■ **What is expected**:
Locate every line in the listing below that contains the word "white" and copy each one out in full.

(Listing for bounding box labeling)
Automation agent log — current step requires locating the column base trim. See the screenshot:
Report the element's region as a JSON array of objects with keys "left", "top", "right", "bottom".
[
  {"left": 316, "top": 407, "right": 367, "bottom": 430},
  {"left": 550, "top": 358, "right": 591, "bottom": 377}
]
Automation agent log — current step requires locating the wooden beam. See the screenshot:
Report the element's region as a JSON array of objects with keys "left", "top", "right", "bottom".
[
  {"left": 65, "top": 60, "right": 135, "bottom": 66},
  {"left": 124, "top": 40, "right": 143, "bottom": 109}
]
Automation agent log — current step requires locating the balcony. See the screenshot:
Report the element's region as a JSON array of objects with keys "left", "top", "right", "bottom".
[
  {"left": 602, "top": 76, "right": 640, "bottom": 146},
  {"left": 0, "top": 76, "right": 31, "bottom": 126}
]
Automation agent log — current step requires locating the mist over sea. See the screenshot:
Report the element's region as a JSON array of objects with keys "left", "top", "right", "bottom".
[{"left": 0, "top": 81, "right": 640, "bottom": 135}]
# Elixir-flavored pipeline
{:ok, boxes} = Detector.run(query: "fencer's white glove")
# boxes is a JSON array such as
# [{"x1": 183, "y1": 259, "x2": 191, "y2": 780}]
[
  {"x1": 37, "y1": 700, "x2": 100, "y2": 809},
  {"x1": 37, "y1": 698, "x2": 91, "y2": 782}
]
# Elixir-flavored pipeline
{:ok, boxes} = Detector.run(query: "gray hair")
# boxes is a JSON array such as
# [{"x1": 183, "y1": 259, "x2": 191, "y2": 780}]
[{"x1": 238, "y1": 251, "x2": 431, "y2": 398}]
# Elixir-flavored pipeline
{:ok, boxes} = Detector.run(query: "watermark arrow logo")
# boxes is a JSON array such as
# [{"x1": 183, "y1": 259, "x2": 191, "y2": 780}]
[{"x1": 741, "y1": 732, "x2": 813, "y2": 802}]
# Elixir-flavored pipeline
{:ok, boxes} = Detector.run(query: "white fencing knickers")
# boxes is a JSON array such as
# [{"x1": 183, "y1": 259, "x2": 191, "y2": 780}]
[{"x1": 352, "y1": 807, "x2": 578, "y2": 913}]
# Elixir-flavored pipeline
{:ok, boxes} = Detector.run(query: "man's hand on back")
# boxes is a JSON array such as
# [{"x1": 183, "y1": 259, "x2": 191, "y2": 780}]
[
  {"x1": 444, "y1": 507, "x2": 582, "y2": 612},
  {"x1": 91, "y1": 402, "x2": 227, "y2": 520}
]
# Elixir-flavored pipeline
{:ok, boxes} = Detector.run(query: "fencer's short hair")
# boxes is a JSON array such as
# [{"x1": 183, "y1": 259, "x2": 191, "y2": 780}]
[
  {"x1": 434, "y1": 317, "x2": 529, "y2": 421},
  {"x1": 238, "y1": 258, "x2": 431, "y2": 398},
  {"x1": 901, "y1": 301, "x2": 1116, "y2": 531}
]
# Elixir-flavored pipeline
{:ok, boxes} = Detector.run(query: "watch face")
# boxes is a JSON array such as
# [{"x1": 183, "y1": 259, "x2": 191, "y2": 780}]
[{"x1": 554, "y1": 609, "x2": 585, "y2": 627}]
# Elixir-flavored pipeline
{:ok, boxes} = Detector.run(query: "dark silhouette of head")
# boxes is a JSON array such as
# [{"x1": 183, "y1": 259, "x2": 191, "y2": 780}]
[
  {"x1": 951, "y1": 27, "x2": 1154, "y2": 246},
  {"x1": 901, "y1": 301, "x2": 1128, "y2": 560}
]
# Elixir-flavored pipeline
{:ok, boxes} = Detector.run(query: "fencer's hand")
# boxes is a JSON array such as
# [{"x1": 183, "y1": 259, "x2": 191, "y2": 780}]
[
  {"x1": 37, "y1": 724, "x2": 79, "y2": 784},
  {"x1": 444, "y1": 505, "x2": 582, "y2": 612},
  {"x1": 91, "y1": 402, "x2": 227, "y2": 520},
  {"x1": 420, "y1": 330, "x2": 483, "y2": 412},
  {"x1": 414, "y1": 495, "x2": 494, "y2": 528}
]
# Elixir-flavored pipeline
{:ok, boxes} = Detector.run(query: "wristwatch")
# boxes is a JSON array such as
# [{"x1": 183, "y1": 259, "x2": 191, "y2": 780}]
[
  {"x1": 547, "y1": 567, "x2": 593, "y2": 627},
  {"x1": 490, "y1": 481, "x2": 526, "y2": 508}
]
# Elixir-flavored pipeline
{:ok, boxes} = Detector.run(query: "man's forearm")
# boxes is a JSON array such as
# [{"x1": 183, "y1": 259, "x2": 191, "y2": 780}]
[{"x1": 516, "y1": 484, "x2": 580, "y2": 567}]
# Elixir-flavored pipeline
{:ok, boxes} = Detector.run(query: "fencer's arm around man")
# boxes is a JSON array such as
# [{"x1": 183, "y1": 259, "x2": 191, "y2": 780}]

■ **Worked solution**:
{:ok, boxes} = Detector.run(query: "fencer's white glove")
{:ok, boxes} = Detector.run(query: "white fencing knickers")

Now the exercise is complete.